Categories
1916 Rising War of Independence

Covert Photography in Rath Internment Camp, Joseph Lawless, 1921

Joseph Lawless at Rath Internment Camp (NMI Collection)
Joseph Lawless at Rath Internment Camp (NMI Collection)

In December 1920, at the height of the War of Independence, the British authorities established the first internment camp on Irish soil at Ballykinlar, Co. Down. The British policy of interning any man in any way suspected of being involved in the republican movement led to many hundreds of men being detained without trial, and soon a series of internment camps were built around the country, though Ballykinlar remained the largest and probably the most famous. One such centre was the Rath Camp at the Curragh, Co. Kildare, where I.R.A. member and internee Joseph Lawless took this series of unique photographs illustrating life in the camp. He donated them to the National Museum of Ireland in 1950.

========

— Exercise instructions —
• 1. For the passage on Rath Internment Camp, decide whether each statement agrees with it: (a) The first internment camp on Irish soil was at Ballykinlar. (b) Joseph Lawless donated his photographs to the National Museum of Ireland in 1921. (c) The Rath Camp was the largest of the internment camps. Answer yes or no for each and quote the deciding words.
• 2. From the passage on Rath Internment Camp, output word for word the text from "Covert Photography in" to "Ireland in 1950.".

========

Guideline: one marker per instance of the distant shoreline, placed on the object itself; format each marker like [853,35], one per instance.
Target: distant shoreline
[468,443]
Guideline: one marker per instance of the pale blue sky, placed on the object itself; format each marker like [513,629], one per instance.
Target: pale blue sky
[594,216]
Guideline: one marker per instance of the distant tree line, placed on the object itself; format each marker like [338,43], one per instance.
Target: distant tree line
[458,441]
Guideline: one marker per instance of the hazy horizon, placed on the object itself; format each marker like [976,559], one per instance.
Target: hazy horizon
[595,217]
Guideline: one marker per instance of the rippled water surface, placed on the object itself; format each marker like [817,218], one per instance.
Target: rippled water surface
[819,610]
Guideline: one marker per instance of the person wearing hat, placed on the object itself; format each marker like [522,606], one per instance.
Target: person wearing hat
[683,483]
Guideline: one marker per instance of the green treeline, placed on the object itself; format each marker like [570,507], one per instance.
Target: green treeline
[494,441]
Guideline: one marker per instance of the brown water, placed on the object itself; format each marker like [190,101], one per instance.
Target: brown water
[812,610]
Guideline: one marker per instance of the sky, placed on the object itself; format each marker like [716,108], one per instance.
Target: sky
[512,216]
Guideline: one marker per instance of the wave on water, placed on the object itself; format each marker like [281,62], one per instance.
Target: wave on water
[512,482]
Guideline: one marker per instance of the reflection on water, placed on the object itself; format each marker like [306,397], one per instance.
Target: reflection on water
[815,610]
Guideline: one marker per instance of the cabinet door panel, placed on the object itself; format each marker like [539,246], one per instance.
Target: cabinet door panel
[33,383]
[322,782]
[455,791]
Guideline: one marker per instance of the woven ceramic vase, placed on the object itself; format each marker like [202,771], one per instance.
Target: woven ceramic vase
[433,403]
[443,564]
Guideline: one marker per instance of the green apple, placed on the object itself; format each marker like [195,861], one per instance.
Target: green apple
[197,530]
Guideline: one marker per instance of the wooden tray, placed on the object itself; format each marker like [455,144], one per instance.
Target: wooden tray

========

— Task-by-task outputs —
• 1.
(a) Yes: "established the first internment camp on Irish soil at Ballykinlar, Co. Down"
(b) No: "He donated them to the National Museum of Ireland in 1950."
(c) No: "Ballykinlar remained the largest and probably the most famous"

• 2.
Covert Photography in Rath Internment Camp, Joseph Lawless, 1921

Joseph Lawless at Rath Internment Camp (NMI Collection)
Joseph Lawless at Rath Internment Camp (NMI Collection)

In December 1920, at the height of the War of Independence, the British authorities established the first internment camp on Irish soil at Ballykinlar, Co. Down. The British policy of interning any man in any way suspected of being involved in the republican movement led to many hundreds of men being detained without trial, and soon a series of internment camps were built around the country, though Ballykinlar remained the largest and probably the most famous. One such centre was the Rath Camp at the Curragh, Co. Kildare, where I.R.A. member and internee Joseph Lawless took this series of unique photographs illustrating life in the camp. He donated them to the National Museum of Ireland in 1950.